Énoncé du problème » Mettez à jour les lignes qui vont de celle contenant "the wooden plank" jusqu'à la fin des entrées. Remplacez-y "walkway" par "path" et laissez tout le reste tel quel.

Données brutes »
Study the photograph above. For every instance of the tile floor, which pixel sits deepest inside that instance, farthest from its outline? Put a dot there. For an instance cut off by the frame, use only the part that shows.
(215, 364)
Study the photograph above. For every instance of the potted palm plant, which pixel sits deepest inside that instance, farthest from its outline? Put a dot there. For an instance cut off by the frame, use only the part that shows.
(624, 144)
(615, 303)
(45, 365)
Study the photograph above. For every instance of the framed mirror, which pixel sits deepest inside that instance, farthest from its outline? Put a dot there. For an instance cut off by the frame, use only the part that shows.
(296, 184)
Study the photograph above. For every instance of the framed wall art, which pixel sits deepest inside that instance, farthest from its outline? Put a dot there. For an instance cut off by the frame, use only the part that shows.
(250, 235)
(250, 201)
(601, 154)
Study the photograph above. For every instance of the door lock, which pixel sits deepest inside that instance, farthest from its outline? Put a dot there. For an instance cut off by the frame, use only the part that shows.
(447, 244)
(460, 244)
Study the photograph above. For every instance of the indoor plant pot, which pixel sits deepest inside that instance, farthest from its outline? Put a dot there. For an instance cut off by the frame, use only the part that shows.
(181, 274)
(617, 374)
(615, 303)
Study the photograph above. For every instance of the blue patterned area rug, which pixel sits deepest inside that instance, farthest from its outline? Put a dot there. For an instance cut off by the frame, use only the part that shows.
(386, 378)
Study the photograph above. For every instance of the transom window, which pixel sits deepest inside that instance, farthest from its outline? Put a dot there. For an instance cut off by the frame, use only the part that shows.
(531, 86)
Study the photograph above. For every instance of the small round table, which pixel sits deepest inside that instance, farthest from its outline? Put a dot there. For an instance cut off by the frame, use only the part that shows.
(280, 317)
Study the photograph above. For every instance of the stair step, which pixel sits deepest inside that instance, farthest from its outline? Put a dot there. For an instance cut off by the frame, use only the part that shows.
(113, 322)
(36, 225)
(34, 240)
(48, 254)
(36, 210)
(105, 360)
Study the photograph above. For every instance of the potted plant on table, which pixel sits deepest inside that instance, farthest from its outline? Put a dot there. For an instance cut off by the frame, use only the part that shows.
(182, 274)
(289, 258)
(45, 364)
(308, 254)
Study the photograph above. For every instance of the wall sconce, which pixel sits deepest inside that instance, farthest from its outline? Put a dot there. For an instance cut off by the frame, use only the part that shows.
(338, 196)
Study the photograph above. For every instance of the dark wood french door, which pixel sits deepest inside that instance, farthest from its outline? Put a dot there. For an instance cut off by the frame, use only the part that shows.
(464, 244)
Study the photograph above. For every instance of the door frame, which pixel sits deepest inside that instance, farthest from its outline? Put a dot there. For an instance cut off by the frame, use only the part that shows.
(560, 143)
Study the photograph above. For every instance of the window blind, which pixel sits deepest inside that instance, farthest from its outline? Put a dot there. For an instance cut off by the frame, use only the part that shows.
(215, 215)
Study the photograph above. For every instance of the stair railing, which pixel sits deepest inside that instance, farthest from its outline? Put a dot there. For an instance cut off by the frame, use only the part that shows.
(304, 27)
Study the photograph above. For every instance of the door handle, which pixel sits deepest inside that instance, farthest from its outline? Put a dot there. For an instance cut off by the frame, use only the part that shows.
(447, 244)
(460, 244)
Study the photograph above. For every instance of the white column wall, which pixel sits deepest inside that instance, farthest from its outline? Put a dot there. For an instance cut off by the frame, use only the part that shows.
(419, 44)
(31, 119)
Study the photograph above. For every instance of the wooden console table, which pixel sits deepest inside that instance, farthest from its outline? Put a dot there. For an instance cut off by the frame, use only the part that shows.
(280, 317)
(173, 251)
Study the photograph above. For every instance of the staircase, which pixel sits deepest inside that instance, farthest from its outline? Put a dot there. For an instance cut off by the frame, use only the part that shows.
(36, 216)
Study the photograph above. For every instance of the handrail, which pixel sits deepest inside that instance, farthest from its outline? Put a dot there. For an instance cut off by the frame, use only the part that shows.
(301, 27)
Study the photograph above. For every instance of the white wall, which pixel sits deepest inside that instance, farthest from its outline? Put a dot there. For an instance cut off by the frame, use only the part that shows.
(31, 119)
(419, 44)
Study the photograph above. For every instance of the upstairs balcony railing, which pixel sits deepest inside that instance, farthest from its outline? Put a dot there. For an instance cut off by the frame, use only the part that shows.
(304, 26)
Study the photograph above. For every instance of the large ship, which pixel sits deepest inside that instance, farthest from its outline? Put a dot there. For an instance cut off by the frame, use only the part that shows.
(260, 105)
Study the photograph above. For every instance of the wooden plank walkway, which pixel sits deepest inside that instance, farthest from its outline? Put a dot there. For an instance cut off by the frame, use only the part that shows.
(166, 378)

Résultat obtenu »
Study the photograph above. For every instance of the wooden plank path, which pixel sits deepest inside that instance, farthest from its outline? Put a dot there. For an instance cut off by the frame, use only the part that shows.
(166, 378)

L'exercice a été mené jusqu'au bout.